• Assignment A
Answer these questions about the interview with Lori Calabrese, one per line:
(i) What honor was her first picture book given?
(ii) Who came up with the idea for the picture book contest?
(iii) What top speed does the interview give for dragonflies?
• Assignment B
In the interview with Lori Calabrese, at what kinds of places does she share her passion for children's books? List them all.
• Assignment C
Pick up the interview with Lori Calabrese after its final sentence and keep it going.

• Page excerpt
★ ★ ★
Lori Calabrese is an award-winning children’s author. Her first picture book, The Bug That Plagued the Entire Third Grade, was named Dragonfly Publishing Inc.’s 2009 Best Children’s Book. She writes for various children’s magazines, is the National Children’s Books Examiner at Examiner.com, and enjoys sharing her passion for children’s books at festivals, schools and events. Visit her website to learn more, loricalabrese.com
Lori–you’re a member of Indie-Debut 2010, a group that supports small presses. How did you find your small press and why did you choose to publish with them?
I found my publisher, Dragonfly Publishing, Inc., online. Since 2008, DFP has held a children’s picture book contest. DFP has to keep their submissions closed most of the time because they get too many and just can’t physically handle the volume—a testament to the truth that small presses are growing. As a result, Senior Editor Pat Gaines came up with the wonderful idea to give aspiring authors and illustrators an opportunity to get their books in print by holding this contest. I had learned of the contest and entered each year. Unfortunately, the manuscript I sent in 2008 didn’t make the cut, but I was pleasantly surprised to learn my entry for 2009 (The Bug That Plagued the Entire Third Grade) won 1st place for Best Children’s Book and came along with a book contract. Needless to say, I was buzzing.
I know that The Bug That Plagued the Entire Third Grade is out just in time for back to school. One of the topics covered is germs. How did you come up with the play on words of catching a bug?
The Bug That Plagued the Entire Third Grade took a long time to evolve into what it did. It all started when one of my sons got that dreaded stomach virus—ya’ know the one every parent cringes at when they realize their kid has it. When everyone asked how he was doing, I would say, “He caught the bug.” It made me stop and wonder why we say that. Something clicked, so I expanded on the play on words of getting sick and catching an insect. But then I needed an insect. What would it be? I researched and researched and discovered The Hines Emerald Dragonfly. I knew it was the right one!
The Hines Emerald Dragonfly is the only dragonfly placed on the Federal Endangered Species List. Why was it important for you to educate young readers about The Hines Emerald Dragonfly?
I’ve always been amazed at dragonflies and enjoy when one pops up in my backyard. I usually find myself mesmerized because they’re like little helicopters. Dragonflies can fly at speeds up to 35 miles per hour. They can hover, fly backwards, change directions in mid-air, and are some of the most acrobatic fliers in the animal kingdom.
The Hines Emerald dragonfly relies on spring-fed marshes and meadows with high calcium carbonate levels in the water, but unfortunately, most of these wetland habitats have been drained for urban and industrial development. It’s important for young readers to realize the effect that we have on our earth and that by saving wetlands, we can save more than the Hines Emerald Dragonfly.
★ ★ ★
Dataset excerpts
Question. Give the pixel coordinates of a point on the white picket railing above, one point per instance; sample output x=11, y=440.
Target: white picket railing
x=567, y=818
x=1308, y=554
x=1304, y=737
★ ★ ★
• Response area A
(i) It was named Dragonfly Publishing Inc.'s 2009 Best Children's Book.
(ii) Senior Editor Pat Gaines
(iii) Up to 35 miles per hour

• Response area B
Festivals, schools and events

• Response area C
A small press usually has less of a promotion budget than a large publisher. How have you tried to garner attention for The Bug That Plagued the Entire Third Grade?
Small presses do have small promotion budgets, so a lot, and sometimes all, of the marketing efforts are the author’s responsibility. I started marketing long before The Bug that Plagued the Entire Third Grade was released in August. As authors, we’re not just marketing our books, but we’re marketing our brand, which is us the writer. I have my own personal website at http://loricalabrese.com; I distribute a monthly e-mail newsletter called The Book Bugz (you can opt-in at my website); I consistently blog about children’s books and writing at my website; I’m the National Children’s Books Examiner for Examiner.com; I contribute articles to article directories such as Ezine articles; I conduct school visits and I try to do as much social networking as I can. I look forward to my virtual book launch party on October 18th—all of your readers are invited!(http://thebugbooklaunch.blogspot.com) –and participating in a virtual book tour in November.
Do you see publishing with a small press as a stepping stone, or do you see this as the wave of the future?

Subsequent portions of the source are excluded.